Task:
Find the line that contains "Where can you find the white car". Then set down that line and all the lines after it, to the end of the records, exactly and with nothing added.

Part of a data file:
──────────────────────────────

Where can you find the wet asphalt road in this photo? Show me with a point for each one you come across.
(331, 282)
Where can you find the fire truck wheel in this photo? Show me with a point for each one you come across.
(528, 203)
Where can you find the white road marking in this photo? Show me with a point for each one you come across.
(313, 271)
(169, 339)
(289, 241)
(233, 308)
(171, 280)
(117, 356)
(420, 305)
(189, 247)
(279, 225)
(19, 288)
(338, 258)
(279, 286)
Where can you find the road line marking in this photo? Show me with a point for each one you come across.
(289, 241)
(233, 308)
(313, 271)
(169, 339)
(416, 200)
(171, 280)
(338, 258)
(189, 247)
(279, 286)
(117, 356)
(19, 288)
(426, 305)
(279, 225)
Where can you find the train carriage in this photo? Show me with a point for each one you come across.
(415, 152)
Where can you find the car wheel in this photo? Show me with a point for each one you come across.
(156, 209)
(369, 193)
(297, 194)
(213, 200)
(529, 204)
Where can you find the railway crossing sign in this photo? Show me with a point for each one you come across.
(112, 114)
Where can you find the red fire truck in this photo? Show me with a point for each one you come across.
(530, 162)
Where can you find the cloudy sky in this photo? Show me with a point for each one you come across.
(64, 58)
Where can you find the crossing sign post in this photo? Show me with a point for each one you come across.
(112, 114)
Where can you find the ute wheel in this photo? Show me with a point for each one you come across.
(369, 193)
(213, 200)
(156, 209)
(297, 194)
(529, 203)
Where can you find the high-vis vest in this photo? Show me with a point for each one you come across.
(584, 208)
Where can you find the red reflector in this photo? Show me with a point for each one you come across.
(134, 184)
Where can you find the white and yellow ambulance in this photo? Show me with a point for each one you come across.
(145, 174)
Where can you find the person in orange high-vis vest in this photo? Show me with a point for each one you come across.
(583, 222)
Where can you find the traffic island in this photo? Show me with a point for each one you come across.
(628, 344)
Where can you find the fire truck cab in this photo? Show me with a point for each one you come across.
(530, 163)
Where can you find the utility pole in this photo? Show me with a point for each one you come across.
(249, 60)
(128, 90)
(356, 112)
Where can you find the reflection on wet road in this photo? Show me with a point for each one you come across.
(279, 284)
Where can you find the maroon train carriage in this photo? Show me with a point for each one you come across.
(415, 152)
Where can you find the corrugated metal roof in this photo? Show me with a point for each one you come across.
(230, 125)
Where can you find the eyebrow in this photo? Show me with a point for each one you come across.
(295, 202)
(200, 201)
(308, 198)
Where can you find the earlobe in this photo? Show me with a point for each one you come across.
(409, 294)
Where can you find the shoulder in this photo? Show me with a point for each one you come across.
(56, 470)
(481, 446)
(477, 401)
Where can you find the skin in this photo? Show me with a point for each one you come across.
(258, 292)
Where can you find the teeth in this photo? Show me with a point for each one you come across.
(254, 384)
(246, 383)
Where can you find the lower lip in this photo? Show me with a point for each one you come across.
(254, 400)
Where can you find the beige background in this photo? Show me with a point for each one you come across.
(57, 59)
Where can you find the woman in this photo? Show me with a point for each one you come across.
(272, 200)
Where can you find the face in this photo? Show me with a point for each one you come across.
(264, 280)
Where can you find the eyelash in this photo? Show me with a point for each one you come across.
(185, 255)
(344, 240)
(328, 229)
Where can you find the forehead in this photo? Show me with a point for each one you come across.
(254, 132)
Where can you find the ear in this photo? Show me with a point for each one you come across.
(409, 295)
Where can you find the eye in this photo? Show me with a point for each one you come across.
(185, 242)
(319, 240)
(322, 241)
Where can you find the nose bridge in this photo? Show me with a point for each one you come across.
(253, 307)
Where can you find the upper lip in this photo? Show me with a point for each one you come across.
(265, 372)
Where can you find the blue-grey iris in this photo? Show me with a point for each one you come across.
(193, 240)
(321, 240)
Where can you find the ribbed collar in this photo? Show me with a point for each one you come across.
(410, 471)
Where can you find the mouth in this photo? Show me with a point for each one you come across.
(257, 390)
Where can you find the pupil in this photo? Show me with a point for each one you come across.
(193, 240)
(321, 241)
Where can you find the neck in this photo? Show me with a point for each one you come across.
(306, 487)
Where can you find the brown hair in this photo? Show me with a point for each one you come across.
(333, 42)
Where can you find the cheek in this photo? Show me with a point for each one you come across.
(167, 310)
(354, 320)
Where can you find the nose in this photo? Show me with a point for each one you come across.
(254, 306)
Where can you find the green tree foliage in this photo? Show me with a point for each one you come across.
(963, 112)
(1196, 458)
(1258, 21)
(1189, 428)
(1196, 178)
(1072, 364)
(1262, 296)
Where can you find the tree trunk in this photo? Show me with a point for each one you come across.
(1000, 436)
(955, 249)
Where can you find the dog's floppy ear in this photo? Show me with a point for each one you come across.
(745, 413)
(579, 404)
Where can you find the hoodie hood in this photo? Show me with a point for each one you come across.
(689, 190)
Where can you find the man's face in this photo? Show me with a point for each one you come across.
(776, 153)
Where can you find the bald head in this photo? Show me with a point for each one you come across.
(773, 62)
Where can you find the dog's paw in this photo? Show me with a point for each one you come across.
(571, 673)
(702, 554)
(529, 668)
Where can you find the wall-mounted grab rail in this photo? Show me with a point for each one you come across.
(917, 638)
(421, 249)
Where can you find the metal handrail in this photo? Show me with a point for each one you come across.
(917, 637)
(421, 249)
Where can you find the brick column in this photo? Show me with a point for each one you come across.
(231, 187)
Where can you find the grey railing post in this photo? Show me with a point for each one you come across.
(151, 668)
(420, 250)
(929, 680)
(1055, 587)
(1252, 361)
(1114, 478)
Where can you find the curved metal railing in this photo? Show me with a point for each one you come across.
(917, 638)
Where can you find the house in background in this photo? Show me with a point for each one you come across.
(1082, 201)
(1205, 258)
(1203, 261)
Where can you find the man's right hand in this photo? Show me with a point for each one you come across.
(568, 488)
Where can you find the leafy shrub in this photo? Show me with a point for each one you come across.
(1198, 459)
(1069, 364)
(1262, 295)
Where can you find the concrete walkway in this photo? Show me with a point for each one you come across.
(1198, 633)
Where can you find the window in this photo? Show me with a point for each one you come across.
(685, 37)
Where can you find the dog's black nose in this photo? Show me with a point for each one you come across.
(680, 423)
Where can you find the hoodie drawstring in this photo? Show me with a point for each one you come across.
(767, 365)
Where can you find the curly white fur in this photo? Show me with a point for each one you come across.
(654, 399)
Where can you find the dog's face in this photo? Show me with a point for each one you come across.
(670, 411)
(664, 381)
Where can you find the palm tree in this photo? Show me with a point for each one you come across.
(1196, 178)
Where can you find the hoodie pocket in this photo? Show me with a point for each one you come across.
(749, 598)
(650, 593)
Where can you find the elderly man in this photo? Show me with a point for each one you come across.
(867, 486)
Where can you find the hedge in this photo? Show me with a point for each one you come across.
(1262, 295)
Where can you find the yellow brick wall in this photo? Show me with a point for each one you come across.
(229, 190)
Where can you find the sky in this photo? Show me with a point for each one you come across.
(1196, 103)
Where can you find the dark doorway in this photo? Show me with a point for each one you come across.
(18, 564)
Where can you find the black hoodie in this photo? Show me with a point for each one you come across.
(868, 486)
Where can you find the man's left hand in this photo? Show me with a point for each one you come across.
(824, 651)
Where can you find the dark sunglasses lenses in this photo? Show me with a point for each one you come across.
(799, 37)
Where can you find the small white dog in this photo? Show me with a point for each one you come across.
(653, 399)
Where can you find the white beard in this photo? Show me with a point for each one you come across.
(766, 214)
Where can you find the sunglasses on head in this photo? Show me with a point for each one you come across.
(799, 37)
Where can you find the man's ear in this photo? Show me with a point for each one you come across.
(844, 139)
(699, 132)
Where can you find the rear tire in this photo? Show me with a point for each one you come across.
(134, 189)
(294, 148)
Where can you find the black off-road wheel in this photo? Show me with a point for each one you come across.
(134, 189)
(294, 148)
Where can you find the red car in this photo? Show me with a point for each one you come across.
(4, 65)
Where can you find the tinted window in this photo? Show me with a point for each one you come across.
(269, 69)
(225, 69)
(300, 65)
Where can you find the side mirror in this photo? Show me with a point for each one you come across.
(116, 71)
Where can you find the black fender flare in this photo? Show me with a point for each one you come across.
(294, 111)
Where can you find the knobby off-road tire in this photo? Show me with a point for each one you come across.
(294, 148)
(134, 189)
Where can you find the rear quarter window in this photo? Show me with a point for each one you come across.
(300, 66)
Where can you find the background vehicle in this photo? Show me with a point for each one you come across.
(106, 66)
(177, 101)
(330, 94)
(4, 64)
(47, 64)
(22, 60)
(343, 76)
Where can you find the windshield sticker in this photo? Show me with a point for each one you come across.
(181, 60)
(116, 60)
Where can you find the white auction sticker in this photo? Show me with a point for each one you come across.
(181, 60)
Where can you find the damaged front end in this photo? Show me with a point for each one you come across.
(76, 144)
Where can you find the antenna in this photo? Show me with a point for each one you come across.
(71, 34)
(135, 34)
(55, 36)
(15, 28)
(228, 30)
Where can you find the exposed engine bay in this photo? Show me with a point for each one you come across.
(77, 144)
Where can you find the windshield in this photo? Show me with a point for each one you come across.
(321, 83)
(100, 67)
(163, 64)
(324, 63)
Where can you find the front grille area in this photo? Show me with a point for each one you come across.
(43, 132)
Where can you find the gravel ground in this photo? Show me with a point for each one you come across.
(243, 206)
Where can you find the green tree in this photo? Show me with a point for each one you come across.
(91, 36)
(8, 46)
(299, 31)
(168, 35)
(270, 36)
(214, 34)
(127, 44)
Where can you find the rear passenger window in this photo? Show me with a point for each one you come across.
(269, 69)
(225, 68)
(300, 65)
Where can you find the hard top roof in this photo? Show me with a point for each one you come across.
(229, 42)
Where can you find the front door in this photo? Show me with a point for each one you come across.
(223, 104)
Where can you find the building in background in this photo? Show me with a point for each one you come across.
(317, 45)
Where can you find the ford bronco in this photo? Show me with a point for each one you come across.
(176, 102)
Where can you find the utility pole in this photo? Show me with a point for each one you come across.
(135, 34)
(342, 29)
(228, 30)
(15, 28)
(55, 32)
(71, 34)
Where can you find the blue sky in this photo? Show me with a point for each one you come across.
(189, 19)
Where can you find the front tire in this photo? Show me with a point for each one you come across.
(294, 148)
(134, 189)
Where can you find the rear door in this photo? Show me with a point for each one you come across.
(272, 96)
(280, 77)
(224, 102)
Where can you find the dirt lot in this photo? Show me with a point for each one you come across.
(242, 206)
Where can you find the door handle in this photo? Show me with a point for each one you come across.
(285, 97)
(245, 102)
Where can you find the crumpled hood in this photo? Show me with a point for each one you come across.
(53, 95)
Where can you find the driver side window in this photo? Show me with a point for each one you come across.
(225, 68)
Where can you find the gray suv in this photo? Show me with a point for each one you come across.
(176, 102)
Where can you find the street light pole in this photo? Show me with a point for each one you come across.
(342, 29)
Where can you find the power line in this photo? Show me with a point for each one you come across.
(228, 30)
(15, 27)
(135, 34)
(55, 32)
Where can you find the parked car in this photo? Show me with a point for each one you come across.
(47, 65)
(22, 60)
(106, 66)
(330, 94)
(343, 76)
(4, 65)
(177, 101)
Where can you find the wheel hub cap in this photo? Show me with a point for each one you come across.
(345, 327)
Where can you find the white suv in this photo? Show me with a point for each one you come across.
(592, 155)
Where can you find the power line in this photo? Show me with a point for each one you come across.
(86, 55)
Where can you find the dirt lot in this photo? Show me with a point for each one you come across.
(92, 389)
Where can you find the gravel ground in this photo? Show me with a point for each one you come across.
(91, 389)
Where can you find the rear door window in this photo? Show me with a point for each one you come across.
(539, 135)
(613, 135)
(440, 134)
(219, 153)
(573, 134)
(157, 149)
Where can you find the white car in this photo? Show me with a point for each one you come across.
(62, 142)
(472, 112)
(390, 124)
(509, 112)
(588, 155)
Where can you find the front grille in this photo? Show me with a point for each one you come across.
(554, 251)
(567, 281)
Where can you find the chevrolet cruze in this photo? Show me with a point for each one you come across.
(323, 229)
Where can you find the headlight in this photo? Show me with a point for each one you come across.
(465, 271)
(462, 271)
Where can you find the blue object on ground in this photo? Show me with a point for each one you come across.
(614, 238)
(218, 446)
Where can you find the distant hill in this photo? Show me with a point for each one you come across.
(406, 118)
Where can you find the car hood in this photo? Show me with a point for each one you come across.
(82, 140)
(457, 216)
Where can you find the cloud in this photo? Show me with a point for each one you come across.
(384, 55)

──────────────────────────────

Answer:
Where can you find the white car in this photo? Show me with a point for each one you come across.
(62, 142)
(472, 112)
(390, 124)
(509, 112)
(588, 155)
Where can you find the front grille in this photo? Show me with a point for each one you come across.
(554, 251)
(567, 281)
Where can you find the chevrolet cruze in this photo? Show me with a point for each one you come across.
(323, 229)
Where can you find the headlight in this photo? Show me with a point for each one you come across.
(465, 271)
(462, 271)
Where can you find the blue object on ground in this photo? Show me with a point for each one you come across.
(614, 238)
(218, 446)
Where can you find the distant hill in this photo? Show me with a point for each one you come across.
(406, 118)
Where can you find the car hood in this photo? Show me with a point for each one you come across.
(82, 140)
(457, 216)
Where can you find the cloud in this photo? Show me with a point for each one you come across.
(384, 55)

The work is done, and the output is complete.